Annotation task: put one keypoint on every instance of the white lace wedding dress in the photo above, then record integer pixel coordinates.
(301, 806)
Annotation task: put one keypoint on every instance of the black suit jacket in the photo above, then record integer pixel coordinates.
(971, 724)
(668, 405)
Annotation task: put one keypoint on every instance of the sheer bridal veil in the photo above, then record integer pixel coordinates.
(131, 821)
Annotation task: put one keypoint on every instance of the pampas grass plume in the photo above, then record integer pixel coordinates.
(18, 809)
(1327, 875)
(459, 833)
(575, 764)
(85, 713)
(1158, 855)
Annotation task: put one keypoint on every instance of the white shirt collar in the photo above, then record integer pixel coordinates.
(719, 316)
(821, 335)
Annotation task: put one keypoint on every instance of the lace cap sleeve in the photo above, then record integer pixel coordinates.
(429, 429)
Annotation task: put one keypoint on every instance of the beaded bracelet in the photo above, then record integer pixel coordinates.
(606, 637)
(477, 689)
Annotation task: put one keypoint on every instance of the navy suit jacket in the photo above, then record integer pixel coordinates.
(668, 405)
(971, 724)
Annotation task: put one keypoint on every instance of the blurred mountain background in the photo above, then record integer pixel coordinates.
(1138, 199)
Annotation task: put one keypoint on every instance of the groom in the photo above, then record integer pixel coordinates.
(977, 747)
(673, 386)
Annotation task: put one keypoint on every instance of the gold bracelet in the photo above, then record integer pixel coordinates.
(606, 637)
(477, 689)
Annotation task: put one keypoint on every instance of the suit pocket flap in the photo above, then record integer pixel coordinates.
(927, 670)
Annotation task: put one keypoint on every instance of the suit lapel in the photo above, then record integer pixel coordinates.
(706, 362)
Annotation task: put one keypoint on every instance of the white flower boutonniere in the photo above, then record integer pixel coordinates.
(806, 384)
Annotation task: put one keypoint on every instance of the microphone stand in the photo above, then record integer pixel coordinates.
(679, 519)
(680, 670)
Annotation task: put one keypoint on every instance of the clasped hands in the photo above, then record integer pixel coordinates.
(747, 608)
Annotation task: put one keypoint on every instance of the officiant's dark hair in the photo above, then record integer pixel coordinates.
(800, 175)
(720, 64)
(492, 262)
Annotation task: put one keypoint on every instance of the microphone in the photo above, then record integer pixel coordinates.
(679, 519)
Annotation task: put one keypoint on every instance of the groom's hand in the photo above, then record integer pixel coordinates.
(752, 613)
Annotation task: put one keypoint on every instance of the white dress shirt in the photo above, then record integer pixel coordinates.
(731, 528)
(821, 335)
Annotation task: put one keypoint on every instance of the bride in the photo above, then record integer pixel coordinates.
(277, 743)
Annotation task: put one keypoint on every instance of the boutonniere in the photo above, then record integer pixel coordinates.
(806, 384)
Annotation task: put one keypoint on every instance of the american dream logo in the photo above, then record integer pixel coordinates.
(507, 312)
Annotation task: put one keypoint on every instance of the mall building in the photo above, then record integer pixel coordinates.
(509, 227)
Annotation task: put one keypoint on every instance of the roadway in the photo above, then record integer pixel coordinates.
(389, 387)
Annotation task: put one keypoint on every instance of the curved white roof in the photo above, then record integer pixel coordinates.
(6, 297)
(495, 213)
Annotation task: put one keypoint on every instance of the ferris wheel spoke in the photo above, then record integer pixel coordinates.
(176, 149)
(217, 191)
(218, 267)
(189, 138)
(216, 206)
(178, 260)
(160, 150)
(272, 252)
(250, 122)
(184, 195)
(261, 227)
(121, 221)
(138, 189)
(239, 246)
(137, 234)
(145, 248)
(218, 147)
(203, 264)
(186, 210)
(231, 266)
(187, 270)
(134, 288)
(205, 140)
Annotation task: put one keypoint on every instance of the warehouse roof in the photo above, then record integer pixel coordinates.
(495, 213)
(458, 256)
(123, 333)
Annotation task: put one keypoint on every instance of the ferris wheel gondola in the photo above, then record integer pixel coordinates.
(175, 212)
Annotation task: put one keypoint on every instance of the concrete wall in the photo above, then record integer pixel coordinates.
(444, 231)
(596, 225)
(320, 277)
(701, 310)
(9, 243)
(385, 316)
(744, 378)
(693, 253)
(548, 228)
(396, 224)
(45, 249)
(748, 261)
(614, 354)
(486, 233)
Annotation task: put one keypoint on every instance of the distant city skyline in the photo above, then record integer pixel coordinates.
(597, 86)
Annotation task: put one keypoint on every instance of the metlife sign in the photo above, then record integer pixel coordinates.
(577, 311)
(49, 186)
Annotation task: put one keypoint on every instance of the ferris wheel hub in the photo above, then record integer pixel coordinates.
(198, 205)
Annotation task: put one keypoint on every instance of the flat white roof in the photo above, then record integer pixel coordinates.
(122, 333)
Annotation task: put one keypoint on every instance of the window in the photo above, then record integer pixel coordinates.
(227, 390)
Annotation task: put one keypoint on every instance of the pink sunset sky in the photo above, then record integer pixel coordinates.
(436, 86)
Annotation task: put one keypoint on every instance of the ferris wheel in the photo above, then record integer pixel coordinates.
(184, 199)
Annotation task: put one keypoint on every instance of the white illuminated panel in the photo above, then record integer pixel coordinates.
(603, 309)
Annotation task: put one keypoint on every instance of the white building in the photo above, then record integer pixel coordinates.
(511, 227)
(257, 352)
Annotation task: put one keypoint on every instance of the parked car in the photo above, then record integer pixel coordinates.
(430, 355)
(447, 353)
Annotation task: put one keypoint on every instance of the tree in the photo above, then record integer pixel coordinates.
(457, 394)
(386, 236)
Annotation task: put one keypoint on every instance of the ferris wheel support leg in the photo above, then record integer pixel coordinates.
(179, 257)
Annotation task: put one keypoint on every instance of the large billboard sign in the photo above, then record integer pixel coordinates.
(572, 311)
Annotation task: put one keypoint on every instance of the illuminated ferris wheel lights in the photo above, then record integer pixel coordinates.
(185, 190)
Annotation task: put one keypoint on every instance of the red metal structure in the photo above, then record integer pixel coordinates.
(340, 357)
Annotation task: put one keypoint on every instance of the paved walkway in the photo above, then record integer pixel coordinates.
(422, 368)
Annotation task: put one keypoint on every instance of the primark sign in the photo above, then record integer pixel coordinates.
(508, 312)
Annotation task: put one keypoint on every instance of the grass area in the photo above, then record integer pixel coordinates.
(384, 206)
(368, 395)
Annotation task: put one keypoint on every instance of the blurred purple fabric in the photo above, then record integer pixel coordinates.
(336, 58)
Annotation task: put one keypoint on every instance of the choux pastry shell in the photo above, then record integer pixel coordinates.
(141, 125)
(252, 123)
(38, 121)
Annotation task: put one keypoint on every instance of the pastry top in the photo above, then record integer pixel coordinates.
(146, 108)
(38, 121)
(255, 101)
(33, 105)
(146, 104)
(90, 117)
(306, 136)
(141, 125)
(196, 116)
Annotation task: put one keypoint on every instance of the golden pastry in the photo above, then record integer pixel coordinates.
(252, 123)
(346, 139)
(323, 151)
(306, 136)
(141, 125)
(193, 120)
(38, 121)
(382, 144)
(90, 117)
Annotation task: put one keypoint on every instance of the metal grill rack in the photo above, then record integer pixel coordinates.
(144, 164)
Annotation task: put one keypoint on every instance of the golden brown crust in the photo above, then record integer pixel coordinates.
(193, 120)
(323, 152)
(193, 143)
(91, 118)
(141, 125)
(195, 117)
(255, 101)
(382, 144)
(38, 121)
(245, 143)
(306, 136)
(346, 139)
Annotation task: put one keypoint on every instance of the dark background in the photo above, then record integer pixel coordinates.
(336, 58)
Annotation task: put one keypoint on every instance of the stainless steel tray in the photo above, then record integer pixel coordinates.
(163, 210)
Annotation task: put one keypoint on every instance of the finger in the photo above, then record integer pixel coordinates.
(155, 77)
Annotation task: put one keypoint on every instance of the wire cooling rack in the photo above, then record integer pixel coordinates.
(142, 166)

+--

WRITTEN INSTRUCTION:
Rewrite the items above from the very first line through the line containing "(1138, 199)", both ends included, and keep the requests as they are. Adjust every coordinate in the answers by adding -145 to each number.

TASK OUTPUT:
Annotation task: put one keypoint on every instance of the white lace wedding dress in the photo above, then record integer pixel coordinates.
(156, 661)
Annotation task: put one keypoint on every instance of the black suit jacket in the photo above, then record integer pixel coordinates.
(826, 579)
(523, 260)
Annotation task: put one keypoint on every instance of the sheer bridal veil in the photo above, then record integer pixel coordinates.
(-14, 676)
Annotation task: put one keypoint on every instance of the pampas grass plume in the photo above, then record integer pixel coordinates.
(-127, 664)
(1182, 730)
(314, 688)
(430, 619)
(-60, 568)
(1013, 710)
Annotation task: put one keypoint on every instance of the white shirt collar in the photo above, then record integer pixel coordinates.
(574, 171)
(676, 190)
Annotation task: put one keypoint on every instance of the lace cap sleeve in the photo above, then record integer pixel coordinates.
(284, 284)
Annotation task: put one keypoint on every instance of the beaded bracelet in the photo above, then record integer pixel coordinates.
(461, 492)
(332, 544)
Annotation task: put one keypoint on every instance of the navy suit jacket in the photo above, then record integer pixel coordinates.
(523, 260)
(826, 579)
Annotation task: put one keypoint on every instance of the blurred mountain background in the photo above, then record integer pixel coordinates.
(993, 54)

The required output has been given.